**Material for this exercise**
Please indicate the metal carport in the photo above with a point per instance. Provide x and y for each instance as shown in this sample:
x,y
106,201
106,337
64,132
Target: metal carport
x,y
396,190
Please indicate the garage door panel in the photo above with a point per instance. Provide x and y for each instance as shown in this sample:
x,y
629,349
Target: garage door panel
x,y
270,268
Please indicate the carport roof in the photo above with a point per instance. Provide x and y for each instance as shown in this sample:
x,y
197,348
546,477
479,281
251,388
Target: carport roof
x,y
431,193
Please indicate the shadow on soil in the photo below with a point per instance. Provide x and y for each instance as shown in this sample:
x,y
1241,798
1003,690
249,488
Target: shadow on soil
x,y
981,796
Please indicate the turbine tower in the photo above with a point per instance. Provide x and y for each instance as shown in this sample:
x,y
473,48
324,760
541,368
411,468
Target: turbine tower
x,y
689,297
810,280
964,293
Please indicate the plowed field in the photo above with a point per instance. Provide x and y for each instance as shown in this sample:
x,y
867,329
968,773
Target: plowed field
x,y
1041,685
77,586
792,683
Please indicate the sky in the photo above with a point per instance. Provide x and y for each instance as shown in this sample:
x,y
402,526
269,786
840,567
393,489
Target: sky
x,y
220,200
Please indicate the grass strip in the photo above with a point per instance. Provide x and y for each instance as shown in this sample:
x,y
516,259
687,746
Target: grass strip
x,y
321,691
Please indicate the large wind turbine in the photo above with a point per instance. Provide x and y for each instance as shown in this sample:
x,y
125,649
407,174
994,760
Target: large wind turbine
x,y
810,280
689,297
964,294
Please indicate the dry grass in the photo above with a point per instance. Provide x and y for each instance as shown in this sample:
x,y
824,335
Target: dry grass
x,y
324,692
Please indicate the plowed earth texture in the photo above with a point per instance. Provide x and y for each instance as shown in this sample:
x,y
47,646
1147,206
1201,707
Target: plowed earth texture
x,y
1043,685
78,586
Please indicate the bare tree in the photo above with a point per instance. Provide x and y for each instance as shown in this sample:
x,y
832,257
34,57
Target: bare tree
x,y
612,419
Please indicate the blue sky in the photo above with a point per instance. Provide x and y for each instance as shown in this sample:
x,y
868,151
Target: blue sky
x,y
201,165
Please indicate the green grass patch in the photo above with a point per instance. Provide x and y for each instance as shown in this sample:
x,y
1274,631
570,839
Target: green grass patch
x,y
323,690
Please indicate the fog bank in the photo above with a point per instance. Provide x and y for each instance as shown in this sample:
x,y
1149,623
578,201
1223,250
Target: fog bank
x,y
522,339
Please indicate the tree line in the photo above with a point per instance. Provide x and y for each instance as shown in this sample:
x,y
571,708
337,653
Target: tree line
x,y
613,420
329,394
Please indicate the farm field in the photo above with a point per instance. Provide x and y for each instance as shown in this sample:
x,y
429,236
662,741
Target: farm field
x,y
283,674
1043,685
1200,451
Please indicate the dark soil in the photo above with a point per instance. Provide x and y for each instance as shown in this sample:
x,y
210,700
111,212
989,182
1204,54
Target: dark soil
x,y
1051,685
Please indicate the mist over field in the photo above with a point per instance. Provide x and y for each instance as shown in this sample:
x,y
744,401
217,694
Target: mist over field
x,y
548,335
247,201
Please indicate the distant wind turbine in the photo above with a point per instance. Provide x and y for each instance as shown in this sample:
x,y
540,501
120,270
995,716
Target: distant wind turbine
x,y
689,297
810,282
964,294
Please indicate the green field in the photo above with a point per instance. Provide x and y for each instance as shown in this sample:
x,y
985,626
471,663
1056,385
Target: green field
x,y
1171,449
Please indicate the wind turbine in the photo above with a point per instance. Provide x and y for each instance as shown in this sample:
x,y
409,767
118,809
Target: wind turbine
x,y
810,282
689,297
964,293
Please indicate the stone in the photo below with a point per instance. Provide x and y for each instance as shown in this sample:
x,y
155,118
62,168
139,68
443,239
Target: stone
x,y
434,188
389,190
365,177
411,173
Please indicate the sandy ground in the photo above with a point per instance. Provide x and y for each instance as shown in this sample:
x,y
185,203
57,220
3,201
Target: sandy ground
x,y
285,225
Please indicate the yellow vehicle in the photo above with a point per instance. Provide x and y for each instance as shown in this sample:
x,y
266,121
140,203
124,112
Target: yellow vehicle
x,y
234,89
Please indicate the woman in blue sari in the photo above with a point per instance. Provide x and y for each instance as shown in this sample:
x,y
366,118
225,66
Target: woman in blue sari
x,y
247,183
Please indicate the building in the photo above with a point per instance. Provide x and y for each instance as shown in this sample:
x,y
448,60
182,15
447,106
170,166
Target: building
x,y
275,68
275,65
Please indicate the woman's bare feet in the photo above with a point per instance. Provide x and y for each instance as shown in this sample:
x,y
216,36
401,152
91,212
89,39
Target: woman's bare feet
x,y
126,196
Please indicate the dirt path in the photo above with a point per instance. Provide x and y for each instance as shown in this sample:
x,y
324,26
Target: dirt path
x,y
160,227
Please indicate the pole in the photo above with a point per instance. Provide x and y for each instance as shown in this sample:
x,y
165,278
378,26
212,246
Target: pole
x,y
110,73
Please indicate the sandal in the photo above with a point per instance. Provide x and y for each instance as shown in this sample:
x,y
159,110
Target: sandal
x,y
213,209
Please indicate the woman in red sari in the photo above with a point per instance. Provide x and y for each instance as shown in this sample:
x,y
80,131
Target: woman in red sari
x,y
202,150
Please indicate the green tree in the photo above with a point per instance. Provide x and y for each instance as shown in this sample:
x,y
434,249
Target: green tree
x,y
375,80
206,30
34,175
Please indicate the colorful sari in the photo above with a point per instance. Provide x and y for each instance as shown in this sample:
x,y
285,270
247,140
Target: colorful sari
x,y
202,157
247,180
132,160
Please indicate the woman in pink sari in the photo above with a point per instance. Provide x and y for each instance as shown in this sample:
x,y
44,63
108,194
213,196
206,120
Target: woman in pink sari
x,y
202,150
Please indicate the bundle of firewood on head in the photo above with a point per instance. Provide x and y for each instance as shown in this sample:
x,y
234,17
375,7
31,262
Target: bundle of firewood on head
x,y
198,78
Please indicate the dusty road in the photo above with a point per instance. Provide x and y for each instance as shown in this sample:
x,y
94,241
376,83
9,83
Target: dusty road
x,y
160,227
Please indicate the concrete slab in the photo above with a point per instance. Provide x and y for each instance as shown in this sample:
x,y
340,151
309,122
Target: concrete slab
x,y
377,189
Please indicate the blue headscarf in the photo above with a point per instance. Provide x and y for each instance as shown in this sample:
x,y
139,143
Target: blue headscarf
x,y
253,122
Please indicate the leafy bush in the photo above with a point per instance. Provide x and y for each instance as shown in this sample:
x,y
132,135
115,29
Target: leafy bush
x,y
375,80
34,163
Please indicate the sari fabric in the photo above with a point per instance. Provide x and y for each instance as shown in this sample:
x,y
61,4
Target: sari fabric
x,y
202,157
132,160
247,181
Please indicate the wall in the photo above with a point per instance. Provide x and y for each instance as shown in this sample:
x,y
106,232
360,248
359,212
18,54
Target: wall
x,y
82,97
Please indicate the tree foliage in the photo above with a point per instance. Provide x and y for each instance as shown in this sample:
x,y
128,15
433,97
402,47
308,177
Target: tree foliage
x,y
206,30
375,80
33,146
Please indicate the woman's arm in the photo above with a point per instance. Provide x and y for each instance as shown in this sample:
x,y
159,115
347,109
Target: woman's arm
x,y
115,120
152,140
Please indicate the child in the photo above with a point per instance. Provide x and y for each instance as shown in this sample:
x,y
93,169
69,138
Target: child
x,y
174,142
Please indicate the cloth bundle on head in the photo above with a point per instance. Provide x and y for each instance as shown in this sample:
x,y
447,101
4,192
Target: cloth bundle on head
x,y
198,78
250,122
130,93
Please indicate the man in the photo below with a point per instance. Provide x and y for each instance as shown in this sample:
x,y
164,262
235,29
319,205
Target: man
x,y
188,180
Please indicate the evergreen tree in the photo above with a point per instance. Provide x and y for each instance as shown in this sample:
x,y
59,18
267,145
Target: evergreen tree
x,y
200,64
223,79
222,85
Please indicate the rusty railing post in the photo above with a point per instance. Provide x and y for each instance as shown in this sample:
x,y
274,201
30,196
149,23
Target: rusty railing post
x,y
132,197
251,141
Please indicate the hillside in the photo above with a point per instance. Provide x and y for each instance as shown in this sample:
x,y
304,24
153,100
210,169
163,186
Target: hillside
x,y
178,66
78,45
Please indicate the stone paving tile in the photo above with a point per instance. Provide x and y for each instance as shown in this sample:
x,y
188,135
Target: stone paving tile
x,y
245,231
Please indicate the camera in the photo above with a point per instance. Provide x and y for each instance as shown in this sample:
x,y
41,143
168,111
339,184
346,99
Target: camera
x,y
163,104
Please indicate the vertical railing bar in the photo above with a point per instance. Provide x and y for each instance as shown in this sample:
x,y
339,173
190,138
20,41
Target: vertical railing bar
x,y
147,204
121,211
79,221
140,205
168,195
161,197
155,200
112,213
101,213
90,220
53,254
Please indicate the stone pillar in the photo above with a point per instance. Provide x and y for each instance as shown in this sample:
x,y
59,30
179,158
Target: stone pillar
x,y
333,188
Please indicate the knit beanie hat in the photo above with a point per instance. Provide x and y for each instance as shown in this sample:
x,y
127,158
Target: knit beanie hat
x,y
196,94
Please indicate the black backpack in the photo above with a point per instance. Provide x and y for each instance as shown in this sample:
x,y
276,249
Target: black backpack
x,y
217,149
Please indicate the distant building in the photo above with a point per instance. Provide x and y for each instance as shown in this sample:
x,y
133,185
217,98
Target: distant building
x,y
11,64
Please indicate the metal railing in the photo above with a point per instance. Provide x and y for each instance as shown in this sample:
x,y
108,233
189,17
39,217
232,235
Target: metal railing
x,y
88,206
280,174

**Activity**
Looking at the records above, how many lines have the word "below" in them? State the number only.

**Problem solution**
3